Entries from a pointing dataset
-.-.-

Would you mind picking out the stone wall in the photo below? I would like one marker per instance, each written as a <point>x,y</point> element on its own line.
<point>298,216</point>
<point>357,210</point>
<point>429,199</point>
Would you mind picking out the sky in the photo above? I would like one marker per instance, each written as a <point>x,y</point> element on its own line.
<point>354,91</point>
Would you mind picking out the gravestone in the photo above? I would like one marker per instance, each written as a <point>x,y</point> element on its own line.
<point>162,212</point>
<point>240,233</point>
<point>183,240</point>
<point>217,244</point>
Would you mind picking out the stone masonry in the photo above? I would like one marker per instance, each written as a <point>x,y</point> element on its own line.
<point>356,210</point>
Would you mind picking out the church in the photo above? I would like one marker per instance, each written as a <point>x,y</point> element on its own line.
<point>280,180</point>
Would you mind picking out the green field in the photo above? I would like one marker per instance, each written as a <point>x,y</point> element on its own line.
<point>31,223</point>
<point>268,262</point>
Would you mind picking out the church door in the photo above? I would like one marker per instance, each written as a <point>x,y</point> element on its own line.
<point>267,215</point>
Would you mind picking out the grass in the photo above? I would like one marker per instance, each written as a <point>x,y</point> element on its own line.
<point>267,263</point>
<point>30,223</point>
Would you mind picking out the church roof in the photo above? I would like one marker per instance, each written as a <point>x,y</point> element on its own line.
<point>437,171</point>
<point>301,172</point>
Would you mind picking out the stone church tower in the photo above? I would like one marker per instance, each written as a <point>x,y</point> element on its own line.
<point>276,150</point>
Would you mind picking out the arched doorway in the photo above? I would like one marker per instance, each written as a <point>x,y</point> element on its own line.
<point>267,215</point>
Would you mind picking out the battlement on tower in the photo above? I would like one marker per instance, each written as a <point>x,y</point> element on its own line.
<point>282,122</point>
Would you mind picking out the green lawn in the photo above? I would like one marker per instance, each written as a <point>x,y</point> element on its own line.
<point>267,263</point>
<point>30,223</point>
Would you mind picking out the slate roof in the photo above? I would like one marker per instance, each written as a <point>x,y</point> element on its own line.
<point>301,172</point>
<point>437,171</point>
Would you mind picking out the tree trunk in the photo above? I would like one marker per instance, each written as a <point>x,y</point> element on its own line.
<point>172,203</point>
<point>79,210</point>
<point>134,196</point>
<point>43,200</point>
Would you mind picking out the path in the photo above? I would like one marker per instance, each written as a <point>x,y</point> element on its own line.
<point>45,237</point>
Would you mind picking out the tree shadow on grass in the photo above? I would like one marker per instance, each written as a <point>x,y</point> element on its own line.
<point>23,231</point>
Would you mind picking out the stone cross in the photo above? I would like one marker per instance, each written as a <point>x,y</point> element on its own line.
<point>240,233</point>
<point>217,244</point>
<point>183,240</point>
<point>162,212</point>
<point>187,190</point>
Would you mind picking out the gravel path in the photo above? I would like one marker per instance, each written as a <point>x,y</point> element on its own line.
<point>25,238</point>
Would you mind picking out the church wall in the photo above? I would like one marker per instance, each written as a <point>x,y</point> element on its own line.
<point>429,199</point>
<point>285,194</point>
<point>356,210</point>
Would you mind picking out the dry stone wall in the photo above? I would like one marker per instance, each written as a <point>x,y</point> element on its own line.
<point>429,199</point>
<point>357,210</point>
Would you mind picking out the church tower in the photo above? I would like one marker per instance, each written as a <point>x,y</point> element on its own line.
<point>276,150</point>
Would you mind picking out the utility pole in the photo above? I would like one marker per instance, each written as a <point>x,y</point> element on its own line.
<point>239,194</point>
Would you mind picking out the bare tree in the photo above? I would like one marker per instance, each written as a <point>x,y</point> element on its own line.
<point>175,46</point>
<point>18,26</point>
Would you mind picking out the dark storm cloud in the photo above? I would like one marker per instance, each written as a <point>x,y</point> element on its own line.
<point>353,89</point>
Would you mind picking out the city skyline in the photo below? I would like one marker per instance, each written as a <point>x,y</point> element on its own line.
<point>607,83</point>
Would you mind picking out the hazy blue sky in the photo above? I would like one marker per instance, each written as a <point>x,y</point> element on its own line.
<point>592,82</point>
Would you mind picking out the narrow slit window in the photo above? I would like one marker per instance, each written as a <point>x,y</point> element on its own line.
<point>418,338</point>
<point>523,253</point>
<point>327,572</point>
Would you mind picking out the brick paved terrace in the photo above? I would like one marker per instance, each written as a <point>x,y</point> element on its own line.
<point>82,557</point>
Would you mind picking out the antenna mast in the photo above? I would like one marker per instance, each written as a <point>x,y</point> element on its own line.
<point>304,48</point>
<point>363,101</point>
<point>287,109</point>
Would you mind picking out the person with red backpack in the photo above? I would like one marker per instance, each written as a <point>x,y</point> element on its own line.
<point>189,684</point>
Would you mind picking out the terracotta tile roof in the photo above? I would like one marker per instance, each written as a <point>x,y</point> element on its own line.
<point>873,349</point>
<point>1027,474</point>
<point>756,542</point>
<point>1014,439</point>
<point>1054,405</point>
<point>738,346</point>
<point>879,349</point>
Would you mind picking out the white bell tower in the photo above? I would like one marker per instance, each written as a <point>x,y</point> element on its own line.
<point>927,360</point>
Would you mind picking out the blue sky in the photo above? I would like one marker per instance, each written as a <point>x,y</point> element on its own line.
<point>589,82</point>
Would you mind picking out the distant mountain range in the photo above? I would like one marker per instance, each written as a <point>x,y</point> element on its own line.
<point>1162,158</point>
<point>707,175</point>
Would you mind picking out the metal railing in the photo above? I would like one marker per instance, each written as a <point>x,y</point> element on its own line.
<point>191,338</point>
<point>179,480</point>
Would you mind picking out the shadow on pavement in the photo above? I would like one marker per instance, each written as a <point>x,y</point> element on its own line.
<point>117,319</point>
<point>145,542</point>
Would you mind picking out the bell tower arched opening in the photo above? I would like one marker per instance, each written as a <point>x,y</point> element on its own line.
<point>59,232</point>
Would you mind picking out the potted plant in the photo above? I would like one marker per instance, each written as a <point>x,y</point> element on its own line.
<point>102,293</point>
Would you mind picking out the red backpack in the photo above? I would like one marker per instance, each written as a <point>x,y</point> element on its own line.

-.-.-

» Exercise task: Restate word for word the lines from the one holding "Would you mind picking out the bell" to the end of the listing, both ends included, and nothing more.

» Solution to the problem:
Would you mind picking out the bell tower arched opening in the photo above? I would like one marker per instance, each written as a <point>x,y</point> element on its own line.
<point>59,232</point>
Would you mind picking out the potted plant in the photo above? I would like one marker per instance, each written as a <point>x,y</point> element on its own line.
<point>102,293</point>
Would you mind picking out the red backpack in the photo above? I would like one marker per instance, each written as a <point>x,y</point> element on its own line.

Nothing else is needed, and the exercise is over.